__Given text__:
- - - - - - -
SSH, or Secure Shell, is a protocol that allows data to transfer securely between two machines, such as a PC and a server, or a blender and a riding lawnmower. It was developed to replace earlier remote shell protocols (Telnet, RSH, etc.) that transmitted data unencrypted. Those earlier methods of data transmission were especially problematic because even login credentials could be easily stolen.
Similarly to SSL, SSH uses what’s called public-key cryptography (essentially scrambling of the information en route) to communicate between the two devices. Every user operating by SSH gets two keys, a private one and a public one.
The public and private keys have a mathematical relationship, but that relationship is too complex for anyone to be able to figure out the private one from the public one. Everyone can see the public one, as you might guess. It can be used by anyone for encryption purposes. You are the only one with the private key, allowing you to read anything that comes through to your machine. Hide it under your mattress.
With SSH, regardless of the exact nature of the two devices that are communicating, they are classified as the server and client. The former typically runs through port 22, although that’s not essential. The latter will use its own randomly selected port, typically using a Magic 8-Ball to make the decision.
- - - - - - -
__What you will do__:
1. Write out everything in the passage on SSH from "The public and" down to "make the decision.".
2. Answer these from the passage on SSH:
(a) Which earlier remote shell protocols does it name as ones SSH was developed to replace?
(b) How many keys does every user operating by SSH get?
(c) Through which port does the server typically run?
3. Carry the passage on SSH forward from its last sentence.

__Recorded information__:
- - - - - - -
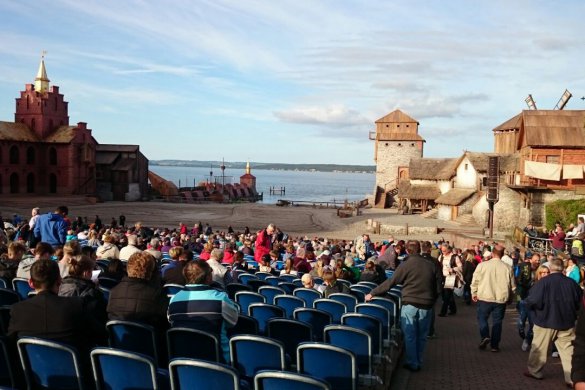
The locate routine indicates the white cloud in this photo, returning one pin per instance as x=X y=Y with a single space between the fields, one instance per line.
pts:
x=333 y=116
- - - - - - -
__Results of the tasks__:
1.
The public and private keys have a mathematical relationship, but that relationship is too complex for anyone to be able to figure out the private one from the public one. Everyone can see the public one, as you might guess. It can be used by anyone for encryption purposes. You are the only one with the private key, allowing you to read anything that comes through to your machine. Hide it under your mattress.
With SSH, regardless of the exact nature of the two devices that are communicating, they are classified as the server and client. The former typically runs through port 22, although that’s not essential. The latter will use its own randomly selected port, typically using a Magic 8-Ball to make the decision.

2.
(a) Telnet and RSH
(b) Two: a private one and a public one
(c) Port 22

3.
Note that this guide focuses on the client side rather than the server side, both because that’s the side to which most people have access and because the customer is always right (except when they are ordering custom mechanical bulls with Nicholas Cage’s head on them).
To get a better sense of basic SSH techniques, we will look at commentary from Andrew J. Cosgriff’s Polydistortion.net and the open-source organization Romanian Open Source Education. It turns out the old adage, “Be as silent as a mouse while the Romanians are helping you with your website,” is accurate.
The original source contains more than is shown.